# How to complete this task
Read through the listing below and copy each line in which the word "throughout" occurs.

Available records: Begin

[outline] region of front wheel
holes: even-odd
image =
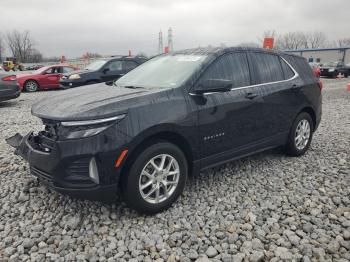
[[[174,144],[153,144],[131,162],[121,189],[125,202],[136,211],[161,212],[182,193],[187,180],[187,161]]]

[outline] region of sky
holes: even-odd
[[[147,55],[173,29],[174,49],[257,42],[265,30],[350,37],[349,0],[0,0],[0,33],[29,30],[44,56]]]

Available records: End
Available records: Begin

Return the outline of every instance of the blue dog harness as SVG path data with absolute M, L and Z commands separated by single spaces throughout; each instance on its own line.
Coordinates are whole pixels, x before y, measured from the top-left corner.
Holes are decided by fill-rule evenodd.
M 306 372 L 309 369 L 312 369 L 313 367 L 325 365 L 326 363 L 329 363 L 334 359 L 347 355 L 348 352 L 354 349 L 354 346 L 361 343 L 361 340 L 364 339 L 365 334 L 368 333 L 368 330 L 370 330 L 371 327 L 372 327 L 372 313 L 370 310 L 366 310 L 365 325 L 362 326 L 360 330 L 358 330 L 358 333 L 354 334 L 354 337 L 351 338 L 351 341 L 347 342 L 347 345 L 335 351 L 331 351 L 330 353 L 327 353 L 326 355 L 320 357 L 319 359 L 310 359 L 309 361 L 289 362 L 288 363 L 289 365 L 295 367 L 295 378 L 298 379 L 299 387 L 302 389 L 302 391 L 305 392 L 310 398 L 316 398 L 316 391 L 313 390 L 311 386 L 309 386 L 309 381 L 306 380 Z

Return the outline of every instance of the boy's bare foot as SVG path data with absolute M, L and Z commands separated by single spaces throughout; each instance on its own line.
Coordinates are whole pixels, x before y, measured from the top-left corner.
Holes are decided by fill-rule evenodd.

Available records: End
Available records: Begin

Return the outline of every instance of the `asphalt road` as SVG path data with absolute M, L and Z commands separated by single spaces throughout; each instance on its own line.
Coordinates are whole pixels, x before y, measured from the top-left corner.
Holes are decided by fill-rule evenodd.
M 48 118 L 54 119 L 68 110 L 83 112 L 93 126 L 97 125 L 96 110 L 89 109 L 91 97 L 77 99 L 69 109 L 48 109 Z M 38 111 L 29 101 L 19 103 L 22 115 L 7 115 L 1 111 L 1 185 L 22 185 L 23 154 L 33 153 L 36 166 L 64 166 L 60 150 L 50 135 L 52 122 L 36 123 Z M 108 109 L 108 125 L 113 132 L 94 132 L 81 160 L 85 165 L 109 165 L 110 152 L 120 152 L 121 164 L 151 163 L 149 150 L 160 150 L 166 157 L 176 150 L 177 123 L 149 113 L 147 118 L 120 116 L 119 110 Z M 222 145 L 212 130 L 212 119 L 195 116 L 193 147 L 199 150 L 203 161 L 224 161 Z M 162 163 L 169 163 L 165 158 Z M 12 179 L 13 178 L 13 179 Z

Available records: End

# Response box
Return the outline of every instance of the blue dog harness as SVG path data with absolute M, L and Z commands separated by single spaces throughout; each instance on its own line.
Return the outline of every instance of the boy's bare foot as SVG path data with absolute M, L and Z commands separated by single spaces throughout; each instance on its own line.
Return the outline of every instance of the `asphalt road` as SVG path data with absolute M, L and Z commands separated by single spaces throughout; each instance on its own line.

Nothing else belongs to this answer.